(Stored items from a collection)
* begin *
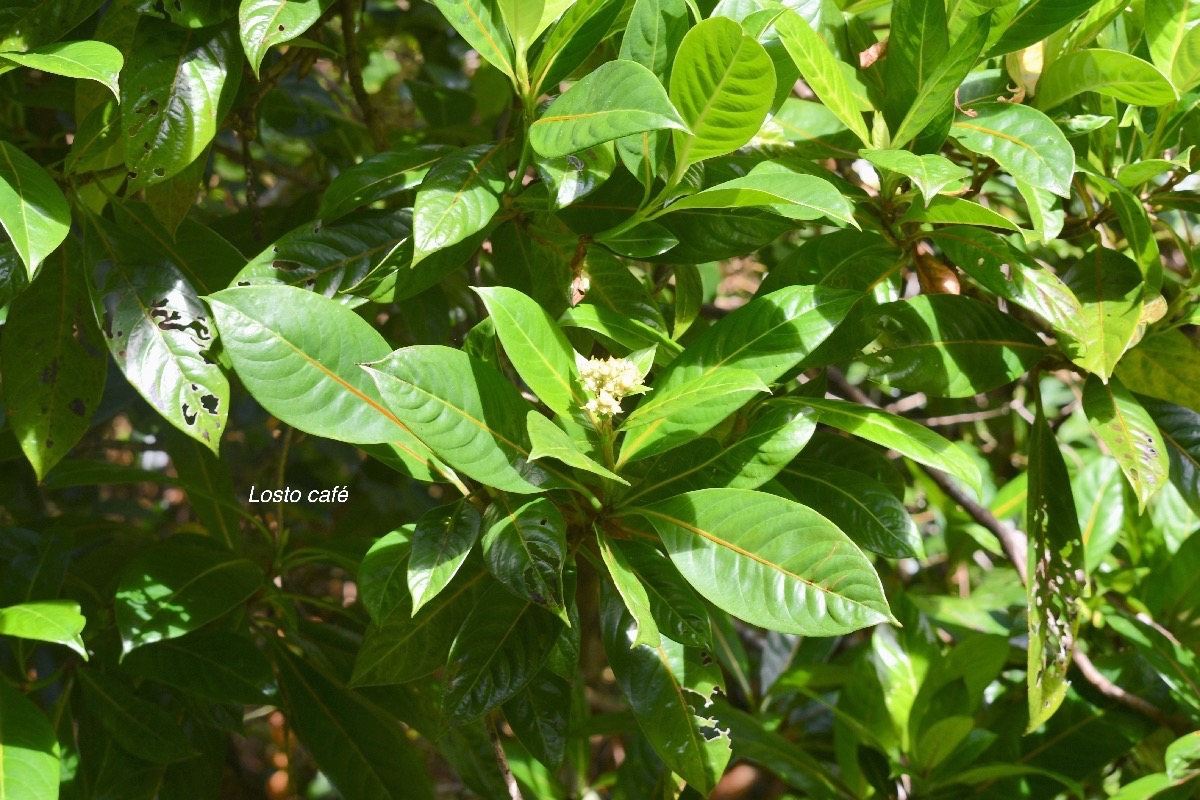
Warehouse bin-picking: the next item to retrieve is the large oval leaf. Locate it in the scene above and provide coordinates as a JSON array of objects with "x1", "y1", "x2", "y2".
[
  {"x1": 672, "y1": 17, "x2": 775, "y2": 169},
  {"x1": 865, "y1": 294, "x2": 1046, "y2": 397},
  {"x1": 630, "y1": 489, "x2": 893, "y2": 636},
  {"x1": 362, "y1": 345, "x2": 565, "y2": 494},
  {"x1": 121, "y1": 18, "x2": 241, "y2": 191},
  {"x1": 209, "y1": 285, "x2": 449, "y2": 480},
  {"x1": 529, "y1": 60, "x2": 688, "y2": 158}
]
* end *
• Task to complete
Please update the records above by replacing "large oval leaf" with "small round leaf" and leaving everything else unchanged. Omit the pictures from your answer.

• Problem solution
Warehouse bin-picking: the next item to retrieve is the small round leaf. Locate it in the scene above and provide coordinates as a JSON array of objects with "x1", "y1", "x2", "y2".
[
  {"x1": 672, "y1": 17, "x2": 775, "y2": 169},
  {"x1": 865, "y1": 294, "x2": 1046, "y2": 397},
  {"x1": 630, "y1": 489, "x2": 893, "y2": 636},
  {"x1": 362, "y1": 345, "x2": 565, "y2": 494},
  {"x1": 121, "y1": 18, "x2": 241, "y2": 191},
  {"x1": 209, "y1": 285, "x2": 449, "y2": 480},
  {"x1": 529, "y1": 60, "x2": 688, "y2": 158}
]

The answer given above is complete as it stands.